Your task is to transcribe the entries below exactly, beginning with the line containing "If you could mark the concrete spillway" and ending with the final line, and to add nothing else.

[Excerpts of pointing data]
[Begin]
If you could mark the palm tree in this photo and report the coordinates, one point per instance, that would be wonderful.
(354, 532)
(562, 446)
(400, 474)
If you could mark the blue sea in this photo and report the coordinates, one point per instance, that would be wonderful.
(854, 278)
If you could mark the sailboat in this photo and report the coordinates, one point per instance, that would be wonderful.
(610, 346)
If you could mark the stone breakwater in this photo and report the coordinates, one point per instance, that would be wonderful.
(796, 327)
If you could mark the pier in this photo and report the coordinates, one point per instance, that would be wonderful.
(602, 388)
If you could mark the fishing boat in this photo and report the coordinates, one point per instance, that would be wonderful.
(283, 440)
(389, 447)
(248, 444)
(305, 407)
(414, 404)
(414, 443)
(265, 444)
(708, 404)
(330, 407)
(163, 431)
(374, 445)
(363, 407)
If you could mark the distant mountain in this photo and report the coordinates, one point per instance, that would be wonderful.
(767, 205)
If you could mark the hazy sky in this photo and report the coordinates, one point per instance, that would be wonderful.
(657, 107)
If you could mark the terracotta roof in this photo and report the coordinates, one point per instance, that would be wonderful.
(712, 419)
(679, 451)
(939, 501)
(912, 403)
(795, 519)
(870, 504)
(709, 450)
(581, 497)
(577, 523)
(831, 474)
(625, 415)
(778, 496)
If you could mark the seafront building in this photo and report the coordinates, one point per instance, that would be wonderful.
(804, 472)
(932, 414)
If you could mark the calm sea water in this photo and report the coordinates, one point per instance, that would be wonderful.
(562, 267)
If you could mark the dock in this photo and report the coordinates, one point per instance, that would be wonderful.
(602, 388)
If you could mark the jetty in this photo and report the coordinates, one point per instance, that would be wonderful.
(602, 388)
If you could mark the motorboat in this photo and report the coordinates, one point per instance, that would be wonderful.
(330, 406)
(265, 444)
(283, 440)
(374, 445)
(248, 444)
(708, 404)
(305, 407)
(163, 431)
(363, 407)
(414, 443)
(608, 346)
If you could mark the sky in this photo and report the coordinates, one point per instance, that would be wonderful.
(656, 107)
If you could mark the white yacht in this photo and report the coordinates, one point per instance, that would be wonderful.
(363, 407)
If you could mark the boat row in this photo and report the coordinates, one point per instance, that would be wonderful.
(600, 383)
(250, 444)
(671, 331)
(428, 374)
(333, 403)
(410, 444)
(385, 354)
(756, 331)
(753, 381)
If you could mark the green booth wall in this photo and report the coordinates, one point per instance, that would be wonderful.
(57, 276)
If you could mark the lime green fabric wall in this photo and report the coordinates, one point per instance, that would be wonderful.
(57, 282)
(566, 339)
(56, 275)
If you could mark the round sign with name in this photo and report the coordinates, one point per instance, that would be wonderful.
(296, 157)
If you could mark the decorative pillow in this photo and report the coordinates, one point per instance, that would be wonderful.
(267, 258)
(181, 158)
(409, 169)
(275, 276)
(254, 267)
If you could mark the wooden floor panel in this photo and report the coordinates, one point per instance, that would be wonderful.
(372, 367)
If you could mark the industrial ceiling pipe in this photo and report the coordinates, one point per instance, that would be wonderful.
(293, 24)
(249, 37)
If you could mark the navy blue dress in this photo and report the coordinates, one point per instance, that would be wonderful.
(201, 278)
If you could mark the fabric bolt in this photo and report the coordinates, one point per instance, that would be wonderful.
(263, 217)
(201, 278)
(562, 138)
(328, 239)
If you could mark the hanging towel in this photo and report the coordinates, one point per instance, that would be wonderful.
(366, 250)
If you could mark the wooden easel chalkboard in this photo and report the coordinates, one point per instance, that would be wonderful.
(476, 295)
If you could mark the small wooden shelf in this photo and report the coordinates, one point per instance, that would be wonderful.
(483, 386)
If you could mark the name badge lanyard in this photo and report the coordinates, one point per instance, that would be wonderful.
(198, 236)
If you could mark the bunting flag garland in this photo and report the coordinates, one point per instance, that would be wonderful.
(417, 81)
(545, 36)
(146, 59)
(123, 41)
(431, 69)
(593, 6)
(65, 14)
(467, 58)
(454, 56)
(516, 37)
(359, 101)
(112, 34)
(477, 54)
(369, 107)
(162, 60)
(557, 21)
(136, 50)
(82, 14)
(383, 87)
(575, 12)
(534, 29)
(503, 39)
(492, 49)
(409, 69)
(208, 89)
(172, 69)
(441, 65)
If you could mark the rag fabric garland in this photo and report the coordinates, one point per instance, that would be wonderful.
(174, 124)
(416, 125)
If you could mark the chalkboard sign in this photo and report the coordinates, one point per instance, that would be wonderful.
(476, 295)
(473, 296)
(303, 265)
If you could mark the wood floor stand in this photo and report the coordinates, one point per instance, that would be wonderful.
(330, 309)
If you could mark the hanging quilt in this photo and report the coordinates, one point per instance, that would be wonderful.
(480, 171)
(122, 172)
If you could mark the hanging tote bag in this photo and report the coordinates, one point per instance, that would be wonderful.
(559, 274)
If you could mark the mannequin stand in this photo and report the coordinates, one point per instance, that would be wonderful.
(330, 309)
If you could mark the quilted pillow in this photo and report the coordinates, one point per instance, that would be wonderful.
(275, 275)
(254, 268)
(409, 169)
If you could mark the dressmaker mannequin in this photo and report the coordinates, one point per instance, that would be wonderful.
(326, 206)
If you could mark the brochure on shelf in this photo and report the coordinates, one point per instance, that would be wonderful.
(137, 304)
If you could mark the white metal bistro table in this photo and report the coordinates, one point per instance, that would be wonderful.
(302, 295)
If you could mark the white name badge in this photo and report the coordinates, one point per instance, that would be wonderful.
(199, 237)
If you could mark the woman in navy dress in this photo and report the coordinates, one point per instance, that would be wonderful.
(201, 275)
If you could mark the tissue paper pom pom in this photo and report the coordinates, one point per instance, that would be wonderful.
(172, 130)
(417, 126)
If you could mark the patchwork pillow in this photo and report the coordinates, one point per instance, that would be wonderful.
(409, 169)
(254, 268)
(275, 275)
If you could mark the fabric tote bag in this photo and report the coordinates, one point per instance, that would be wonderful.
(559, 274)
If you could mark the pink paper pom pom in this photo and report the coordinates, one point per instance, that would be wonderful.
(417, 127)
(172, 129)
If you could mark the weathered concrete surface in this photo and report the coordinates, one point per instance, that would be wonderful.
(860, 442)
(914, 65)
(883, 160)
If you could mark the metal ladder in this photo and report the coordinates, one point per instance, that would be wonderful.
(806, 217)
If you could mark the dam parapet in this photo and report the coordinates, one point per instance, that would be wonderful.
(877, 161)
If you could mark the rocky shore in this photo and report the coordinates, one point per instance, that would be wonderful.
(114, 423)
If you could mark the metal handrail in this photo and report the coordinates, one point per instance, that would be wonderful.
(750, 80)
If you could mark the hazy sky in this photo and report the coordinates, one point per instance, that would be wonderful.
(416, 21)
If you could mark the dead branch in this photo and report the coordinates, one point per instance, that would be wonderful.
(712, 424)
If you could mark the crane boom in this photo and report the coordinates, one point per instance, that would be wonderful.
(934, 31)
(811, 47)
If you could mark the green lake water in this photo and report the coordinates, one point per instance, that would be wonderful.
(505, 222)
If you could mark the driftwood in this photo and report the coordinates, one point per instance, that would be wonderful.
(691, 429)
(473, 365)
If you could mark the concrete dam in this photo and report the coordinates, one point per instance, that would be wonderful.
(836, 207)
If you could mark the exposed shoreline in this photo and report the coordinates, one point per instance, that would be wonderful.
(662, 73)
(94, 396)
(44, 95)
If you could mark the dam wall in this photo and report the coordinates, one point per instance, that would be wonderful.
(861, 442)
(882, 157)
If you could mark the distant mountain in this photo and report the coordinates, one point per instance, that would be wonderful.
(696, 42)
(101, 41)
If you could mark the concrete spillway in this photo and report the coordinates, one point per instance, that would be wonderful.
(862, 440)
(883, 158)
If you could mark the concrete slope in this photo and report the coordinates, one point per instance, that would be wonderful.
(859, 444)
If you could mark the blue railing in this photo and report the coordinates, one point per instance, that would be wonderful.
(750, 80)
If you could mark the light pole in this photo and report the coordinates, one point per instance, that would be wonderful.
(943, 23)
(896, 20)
[End]
## Exercise output
If you could mark the concrete spillway in this photo and report the coordinates, one point per instance, that would be wonderful.
(862, 440)
(883, 158)
If you could mark the concrete slope in this photo and report the coordinates, one point per instance, that would be wonderful.
(859, 444)
If you could mark the blue railing in this photo and report the coordinates, one point per instance, that would be wonderful.
(750, 80)
If you could mark the light pole in this photo and report the coordinates, one point per instance, that would be wonderful.
(943, 23)
(896, 20)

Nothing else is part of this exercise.